• **WORK REQUIRED**
Across the entries below, work out how many lines contain "above". Please give the number only.

• **DATASET RECORDS**
>>>
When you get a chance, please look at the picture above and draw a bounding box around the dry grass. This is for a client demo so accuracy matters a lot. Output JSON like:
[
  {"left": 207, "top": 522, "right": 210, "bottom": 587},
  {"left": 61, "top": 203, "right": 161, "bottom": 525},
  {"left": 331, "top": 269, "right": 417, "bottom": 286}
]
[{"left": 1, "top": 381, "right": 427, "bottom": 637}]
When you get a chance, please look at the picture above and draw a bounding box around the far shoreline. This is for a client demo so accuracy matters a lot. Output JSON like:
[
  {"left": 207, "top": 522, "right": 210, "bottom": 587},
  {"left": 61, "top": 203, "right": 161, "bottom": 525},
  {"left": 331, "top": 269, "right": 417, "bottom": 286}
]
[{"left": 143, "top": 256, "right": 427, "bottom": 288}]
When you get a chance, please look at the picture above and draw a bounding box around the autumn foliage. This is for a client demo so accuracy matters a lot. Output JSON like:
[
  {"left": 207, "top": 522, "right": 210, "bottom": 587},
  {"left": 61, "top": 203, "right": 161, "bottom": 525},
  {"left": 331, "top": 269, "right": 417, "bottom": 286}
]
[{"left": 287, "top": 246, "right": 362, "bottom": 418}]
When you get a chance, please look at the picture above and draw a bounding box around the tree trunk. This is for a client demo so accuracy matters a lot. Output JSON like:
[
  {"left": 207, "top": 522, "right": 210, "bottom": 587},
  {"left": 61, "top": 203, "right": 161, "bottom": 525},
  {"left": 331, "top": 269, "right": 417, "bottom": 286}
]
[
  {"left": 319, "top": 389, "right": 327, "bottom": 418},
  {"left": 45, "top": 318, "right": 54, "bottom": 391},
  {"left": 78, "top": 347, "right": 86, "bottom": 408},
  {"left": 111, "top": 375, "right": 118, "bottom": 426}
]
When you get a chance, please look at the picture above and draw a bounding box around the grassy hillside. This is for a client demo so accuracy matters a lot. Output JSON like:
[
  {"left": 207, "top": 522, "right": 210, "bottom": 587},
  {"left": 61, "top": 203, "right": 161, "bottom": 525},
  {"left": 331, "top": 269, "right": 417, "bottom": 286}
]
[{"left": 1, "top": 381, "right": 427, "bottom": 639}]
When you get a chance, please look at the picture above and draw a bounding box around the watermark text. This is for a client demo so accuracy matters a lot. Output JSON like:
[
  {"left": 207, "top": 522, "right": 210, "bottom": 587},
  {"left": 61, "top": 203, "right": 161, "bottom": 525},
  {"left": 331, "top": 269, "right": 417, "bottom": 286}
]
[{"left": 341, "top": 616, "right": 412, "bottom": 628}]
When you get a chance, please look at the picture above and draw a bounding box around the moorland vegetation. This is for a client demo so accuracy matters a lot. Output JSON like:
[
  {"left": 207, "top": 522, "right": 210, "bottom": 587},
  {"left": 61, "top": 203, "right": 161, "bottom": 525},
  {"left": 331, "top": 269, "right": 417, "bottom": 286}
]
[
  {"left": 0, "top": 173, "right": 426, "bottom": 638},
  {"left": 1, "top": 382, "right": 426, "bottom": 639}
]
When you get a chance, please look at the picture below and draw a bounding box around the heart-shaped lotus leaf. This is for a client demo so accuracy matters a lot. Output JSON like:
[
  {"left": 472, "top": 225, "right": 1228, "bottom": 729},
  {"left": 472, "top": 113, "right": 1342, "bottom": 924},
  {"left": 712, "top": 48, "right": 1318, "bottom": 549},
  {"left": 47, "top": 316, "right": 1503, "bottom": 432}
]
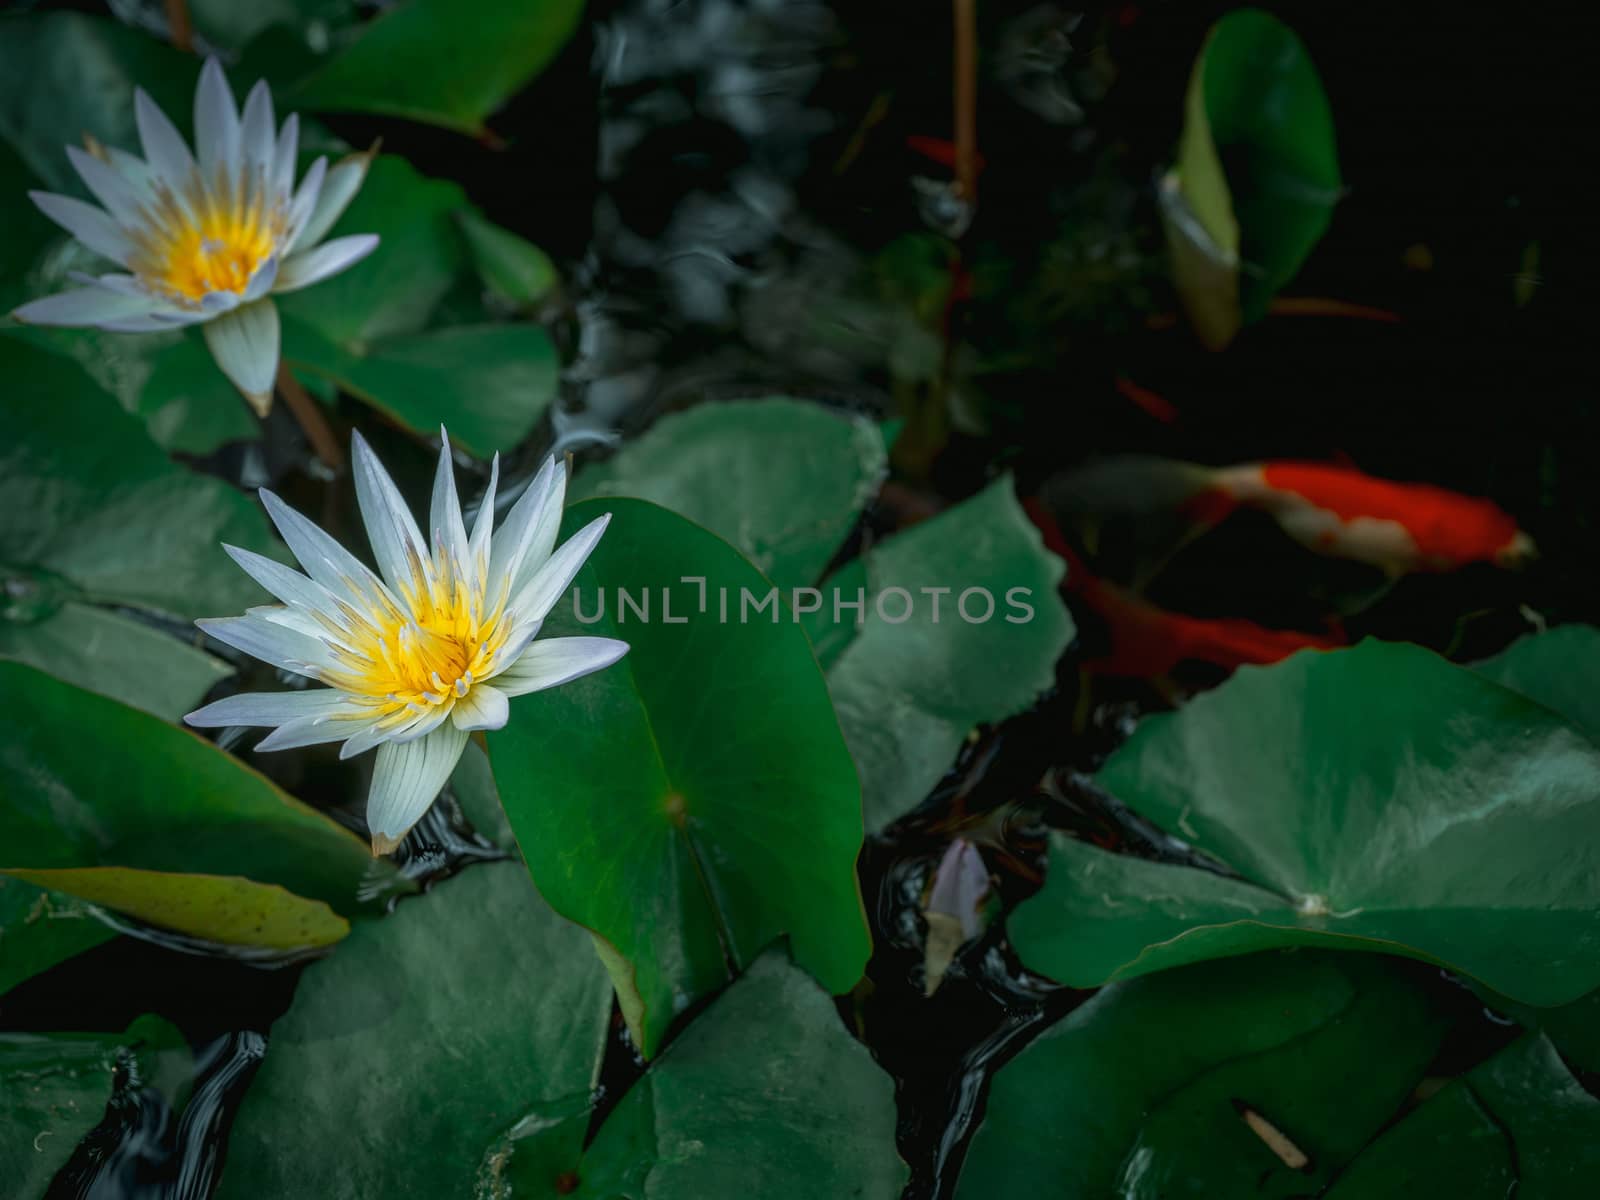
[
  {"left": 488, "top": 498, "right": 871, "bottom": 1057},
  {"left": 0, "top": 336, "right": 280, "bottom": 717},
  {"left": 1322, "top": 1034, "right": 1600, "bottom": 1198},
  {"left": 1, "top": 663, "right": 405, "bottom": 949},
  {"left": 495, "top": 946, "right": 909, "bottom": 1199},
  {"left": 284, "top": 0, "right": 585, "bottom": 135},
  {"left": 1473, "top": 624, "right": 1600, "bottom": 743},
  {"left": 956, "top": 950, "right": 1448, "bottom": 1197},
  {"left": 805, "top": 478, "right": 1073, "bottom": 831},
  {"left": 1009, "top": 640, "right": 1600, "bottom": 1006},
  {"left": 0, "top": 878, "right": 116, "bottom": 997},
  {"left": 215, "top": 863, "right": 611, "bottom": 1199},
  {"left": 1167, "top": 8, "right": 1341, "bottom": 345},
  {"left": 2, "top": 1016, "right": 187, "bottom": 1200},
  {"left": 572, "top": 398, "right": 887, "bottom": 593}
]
<<<
• **REPLY**
7